* [What you will do]: List each line from the entries below that contains the string "MUST". Case matters, so only matches with identical capitalization count.

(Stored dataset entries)
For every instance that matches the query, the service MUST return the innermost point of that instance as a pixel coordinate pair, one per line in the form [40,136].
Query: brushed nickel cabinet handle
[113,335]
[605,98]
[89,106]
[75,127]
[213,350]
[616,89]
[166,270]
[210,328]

* [Correct result]:
For every instance that matches the query, the service MUST return the innermost point of that instance as a pixel coordinate pair, one per line in the form [40,136].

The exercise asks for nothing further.